■ GIVEN INSTRUCTION ■
Print out each entry below exactly, please.

■ SUPPLIED INFORMATION ■
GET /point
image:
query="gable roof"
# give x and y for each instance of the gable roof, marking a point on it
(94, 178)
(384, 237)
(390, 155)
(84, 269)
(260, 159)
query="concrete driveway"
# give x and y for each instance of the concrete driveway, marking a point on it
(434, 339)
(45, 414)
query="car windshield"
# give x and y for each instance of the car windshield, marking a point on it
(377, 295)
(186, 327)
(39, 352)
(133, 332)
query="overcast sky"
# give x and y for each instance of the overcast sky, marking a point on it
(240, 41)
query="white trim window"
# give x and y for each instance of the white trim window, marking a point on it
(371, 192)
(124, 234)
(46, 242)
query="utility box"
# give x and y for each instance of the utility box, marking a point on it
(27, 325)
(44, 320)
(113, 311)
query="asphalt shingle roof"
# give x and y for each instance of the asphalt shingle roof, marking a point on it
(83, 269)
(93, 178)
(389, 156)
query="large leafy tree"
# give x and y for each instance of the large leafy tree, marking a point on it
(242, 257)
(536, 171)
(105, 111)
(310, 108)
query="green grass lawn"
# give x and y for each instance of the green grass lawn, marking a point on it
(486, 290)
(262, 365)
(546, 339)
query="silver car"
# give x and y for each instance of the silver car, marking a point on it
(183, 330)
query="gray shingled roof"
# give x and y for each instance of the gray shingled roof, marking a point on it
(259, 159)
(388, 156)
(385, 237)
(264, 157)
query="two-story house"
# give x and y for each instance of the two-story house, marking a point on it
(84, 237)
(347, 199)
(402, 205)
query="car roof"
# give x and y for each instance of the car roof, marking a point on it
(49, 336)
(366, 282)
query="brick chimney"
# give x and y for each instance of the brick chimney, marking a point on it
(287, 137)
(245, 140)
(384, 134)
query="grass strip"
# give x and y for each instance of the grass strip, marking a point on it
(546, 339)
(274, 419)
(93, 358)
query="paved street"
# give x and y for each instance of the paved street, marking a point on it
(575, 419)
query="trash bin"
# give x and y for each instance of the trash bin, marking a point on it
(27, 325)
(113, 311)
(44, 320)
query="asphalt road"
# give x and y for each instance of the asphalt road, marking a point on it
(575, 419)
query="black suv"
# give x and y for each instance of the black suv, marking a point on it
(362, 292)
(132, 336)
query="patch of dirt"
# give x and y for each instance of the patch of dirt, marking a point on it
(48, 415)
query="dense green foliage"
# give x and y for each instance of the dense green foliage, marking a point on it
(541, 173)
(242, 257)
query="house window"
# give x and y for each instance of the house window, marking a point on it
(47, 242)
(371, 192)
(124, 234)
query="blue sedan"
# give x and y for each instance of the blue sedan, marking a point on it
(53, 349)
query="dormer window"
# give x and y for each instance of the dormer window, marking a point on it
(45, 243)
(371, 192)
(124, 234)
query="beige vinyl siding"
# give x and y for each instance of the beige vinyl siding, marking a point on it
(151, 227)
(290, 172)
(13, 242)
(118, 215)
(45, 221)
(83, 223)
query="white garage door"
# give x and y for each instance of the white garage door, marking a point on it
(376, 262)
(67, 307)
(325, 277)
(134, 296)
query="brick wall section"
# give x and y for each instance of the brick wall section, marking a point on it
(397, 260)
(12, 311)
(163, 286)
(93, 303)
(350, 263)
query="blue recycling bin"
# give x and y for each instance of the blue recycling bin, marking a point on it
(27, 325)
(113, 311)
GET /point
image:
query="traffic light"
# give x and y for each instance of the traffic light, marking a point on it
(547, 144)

■ CORRECT RESULT ■
GET /point
image:
query="gable roof"
# give x and y for each instance of the gable roof, marking a point on it
(94, 178)
(384, 237)
(390, 155)
(84, 269)
(260, 159)
query="concrete driveway"
# give x and y for each instance of the concrete driveway, marking a point on it
(434, 339)
(45, 414)
query="car windshield"
# give x and y for each instance of the car windshield, marking a point on it
(377, 295)
(186, 327)
(39, 352)
(133, 332)
query="overcast sky"
# give x and y for each instance of the overcast sky, marking a point on it
(240, 41)
query="white trim window"
# give x and y for each instance of the white trim window, marking a point on it
(371, 192)
(124, 234)
(46, 242)
query="utility box"
# give x and y for each instance of the utility box, marking a point on it
(27, 325)
(44, 320)
(113, 311)
query="asphalt shingle roof"
# give x and y for each instance of the asphalt shingle roof, marking a point on it
(83, 269)
(93, 178)
(389, 156)
query="large leafy tree"
# give x and y for each instance of the large leafy tree, marking a point on it
(242, 257)
(536, 171)
(105, 111)
(310, 108)
query="green grass lawn"
# give x and y for each instance of the green grass lawn, marking a point on it
(486, 290)
(262, 365)
(546, 339)
query="silver car"
# give x and y for each instance of the silver car, marking a point on it
(183, 330)
query="gray shingled roof"
# give x and y for each instance of the gray shingled roof, marking a point on it
(259, 159)
(388, 156)
(385, 237)
(264, 157)
query="two-story house"
# give x and y for each instance of the two-story house, marking a point on it
(84, 237)
(347, 199)
(402, 205)
query="car roof"
# give x and y for each instance of the car roof, marking a point on it
(49, 336)
(366, 282)
query="brick chimney"
# give x and y for each instance of the brick chimney, marking a point on it
(287, 137)
(245, 140)
(384, 134)
query="grass strip"
# give x and y for each instance of the grass strip, marking a point on it
(546, 339)
(274, 419)
(93, 358)
query="paved street"
# give x and y for each instance of the paved street, marking a point on it
(575, 419)
query="trash bin"
# give x and y for each instance of the trash bin, marking a point on it
(27, 325)
(113, 311)
(44, 320)
query="asphalt road"
# give x and y for each instance of the asphalt road, marking a point on it
(575, 419)
query="black suv"
# give x and y for each instance of the black suv, marking a point on it
(362, 292)
(132, 336)
query="patch of dirt"
# give x and y for each instance of the patch of dirt, marking a point on it
(48, 415)
query="dense green foliage"
# give x and y for each instance of the dense green foliage, marking a point on it
(541, 173)
(242, 257)
query="house window"
# give x and y for each instance of the house window, marking a point on it
(47, 242)
(371, 192)
(124, 234)
query="blue sedan"
# give x and y for each instance of the blue sedan, marking a point on it
(53, 349)
query="dormer window"
# give x and y for each instance of the dormer window, marking a point on it
(45, 243)
(371, 192)
(124, 234)
query="beige vinyl siding"
# give x and y for each instance of the beige vinyl siding, marking a point on it
(151, 227)
(290, 172)
(13, 242)
(118, 215)
(45, 221)
(83, 223)
query="white garage door"
# give x and y for each instance of the white garage door, marking a point on it
(376, 262)
(67, 307)
(325, 277)
(134, 296)
query="brick wall section"
# give x and y for each instance of the brick wall section, marking a point on it
(397, 260)
(12, 311)
(163, 286)
(93, 303)
(350, 263)
query="blue recycling bin"
# give x and y for each instance of the blue recycling bin, marking a point on it
(27, 325)
(113, 311)
GET /point
image:
query="traffic light"
# give x and y for each instance of the traffic light, marking a point on it
(547, 144)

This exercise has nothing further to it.